▸ Provided information
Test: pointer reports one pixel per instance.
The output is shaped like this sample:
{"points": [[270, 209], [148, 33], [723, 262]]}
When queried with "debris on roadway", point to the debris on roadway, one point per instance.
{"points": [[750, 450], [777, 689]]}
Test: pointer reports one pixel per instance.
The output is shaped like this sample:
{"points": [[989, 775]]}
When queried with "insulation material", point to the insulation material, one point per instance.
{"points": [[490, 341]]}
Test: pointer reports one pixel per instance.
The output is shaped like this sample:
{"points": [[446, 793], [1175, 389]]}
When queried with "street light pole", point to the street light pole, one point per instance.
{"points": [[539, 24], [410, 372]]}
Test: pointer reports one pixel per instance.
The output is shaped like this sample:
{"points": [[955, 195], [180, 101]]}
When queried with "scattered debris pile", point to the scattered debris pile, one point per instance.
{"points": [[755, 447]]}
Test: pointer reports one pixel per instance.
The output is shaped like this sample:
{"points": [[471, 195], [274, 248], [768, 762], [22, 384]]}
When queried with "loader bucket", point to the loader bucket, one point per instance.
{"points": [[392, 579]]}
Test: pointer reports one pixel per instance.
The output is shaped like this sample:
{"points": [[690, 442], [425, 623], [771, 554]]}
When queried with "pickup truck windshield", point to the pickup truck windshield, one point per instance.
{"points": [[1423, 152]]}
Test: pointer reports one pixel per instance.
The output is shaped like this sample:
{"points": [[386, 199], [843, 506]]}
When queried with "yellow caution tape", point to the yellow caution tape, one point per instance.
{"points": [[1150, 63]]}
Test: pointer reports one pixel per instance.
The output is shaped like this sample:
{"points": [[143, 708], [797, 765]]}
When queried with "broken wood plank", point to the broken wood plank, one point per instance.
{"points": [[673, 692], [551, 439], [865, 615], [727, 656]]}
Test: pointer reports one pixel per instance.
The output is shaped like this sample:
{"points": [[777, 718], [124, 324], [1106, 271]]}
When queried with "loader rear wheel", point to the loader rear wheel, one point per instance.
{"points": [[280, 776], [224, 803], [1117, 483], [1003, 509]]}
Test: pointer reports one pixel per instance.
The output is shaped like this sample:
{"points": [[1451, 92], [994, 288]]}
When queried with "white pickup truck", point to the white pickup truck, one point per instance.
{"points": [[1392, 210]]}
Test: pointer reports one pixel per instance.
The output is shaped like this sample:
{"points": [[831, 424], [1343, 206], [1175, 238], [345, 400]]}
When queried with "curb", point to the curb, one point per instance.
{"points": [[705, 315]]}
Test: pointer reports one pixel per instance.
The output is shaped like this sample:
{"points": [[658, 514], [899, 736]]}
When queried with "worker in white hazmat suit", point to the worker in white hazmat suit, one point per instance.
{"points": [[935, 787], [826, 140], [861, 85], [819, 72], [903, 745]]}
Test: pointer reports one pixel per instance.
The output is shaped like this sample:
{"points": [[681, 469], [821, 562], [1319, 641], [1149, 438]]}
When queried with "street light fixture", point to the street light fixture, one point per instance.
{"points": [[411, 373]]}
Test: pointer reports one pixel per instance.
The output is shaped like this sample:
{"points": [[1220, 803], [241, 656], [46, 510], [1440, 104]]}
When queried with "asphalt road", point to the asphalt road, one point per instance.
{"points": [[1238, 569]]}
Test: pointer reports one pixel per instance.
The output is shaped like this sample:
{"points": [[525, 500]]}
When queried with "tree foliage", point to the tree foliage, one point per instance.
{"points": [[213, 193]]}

▸ Exercise objective
Repeat the data exactly. Leave nothing out.

▸ Problem solution
Test: pointer reports one pixel per instance.
The output is shaped like this sample:
{"points": [[270, 209], [148, 33], [723, 262]]}
When queried with "debris on roadway", point to the debris on roadway, one point per instance.
{"points": [[750, 450], [777, 689]]}
Test: pointer reports one pixel per instance.
The output is shaped like this sample:
{"points": [[989, 775]]}
When queried with "insulation material", point to the insulation material, one point per instance.
{"points": [[490, 341]]}
Test: pointer reports one pixel per instance.
The output is shaped like this sample:
{"points": [[446, 793], [1175, 389]]}
When queried with "street light pole", point to the street light pole, one point per instance.
{"points": [[539, 24], [410, 372]]}
Test: pointer reports one pixel per instance.
The output is shaped like this sample:
{"points": [[955, 195], [180, 101]]}
When queried with "scattered debris pile", point to the scattered debris pile, one point per instance.
{"points": [[755, 447]]}
Test: pointer reports one pixel per instance.
The output is shaped like this sample:
{"points": [[471, 195], [274, 248], [768, 762], [22, 384]]}
When queried with "loader bucket", point to the loader bucket, one point per instance.
{"points": [[392, 579]]}
Test: pointer reports one pixel per instance.
The output is shaped like this sample:
{"points": [[690, 442], [425, 623], [771, 554]]}
When queried with "pickup truck windshield", point to the pickup truck windshield, one point per instance.
{"points": [[1423, 152]]}
Test: pointer reports one pixel per instance.
The output is shaped like this sample:
{"points": [[386, 199], [843, 506]]}
When queried with "yellow caution tape", point to the yellow caution tape, one point per instance.
{"points": [[1150, 63]]}
Test: pointer reports one pixel per instance.
The output is shaped like this sample:
{"points": [[143, 708], [797, 765]]}
When queried with "broken wood plank", point to the broken wood plank, one point per instance.
{"points": [[673, 692], [551, 439], [865, 615], [727, 656]]}
Test: pointer reports one pixel per instance.
The output is shaped like this sample:
{"points": [[777, 718], [124, 324], [1106, 271]]}
When queried with "loader rear wheel", point to the loader rear wheel, one point per instance.
{"points": [[280, 776], [224, 803], [1117, 483], [1003, 509]]}
Test: pointer reports one pixel per instance.
The output is shaped like this sample:
{"points": [[1451, 92], [994, 288]]}
When queried with "white pickup truck", point to the white pickup truck, one point per instance.
{"points": [[1392, 210]]}
Test: pointer reports one pixel per instance.
The output is shaped like this sample:
{"points": [[831, 424], [1343, 206], [1175, 238], [345, 400]]}
When queried with "curb", point to the curb, one point per instance.
{"points": [[705, 315]]}
Test: pointer reports one pixel per instance.
The output is shaped like this sample:
{"points": [[658, 514], [899, 736]]}
When queried with "worker in white hazmat suit", point to the worker in white hazmat suit, one point per instance.
{"points": [[935, 787], [826, 140], [861, 85], [819, 72], [903, 745]]}
Test: pointer reports one pixel per instance.
The output is shaped like this sample:
{"points": [[681, 469], [821, 562], [1319, 641], [1149, 438]]}
When queried with "street light fixture", point to the street light fixture, one point per instance.
{"points": [[411, 373]]}
Test: pointer reports one pixel per instance.
The output is shaped like this sample:
{"points": [[1220, 803], [241, 656], [46, 510], [1440, 104]]}
When queried with "asphalt road", point to the asphalt road, one point per instance.
{"points": [[1238, 569]]}
Test: pointer reports one pixel per instance.
The output is shaped like this sample:
{"points": [[525, 500]]}
When queried with "tree foliage", point to the tree foliage, one point per instance.
{"points": [[213, 193]]}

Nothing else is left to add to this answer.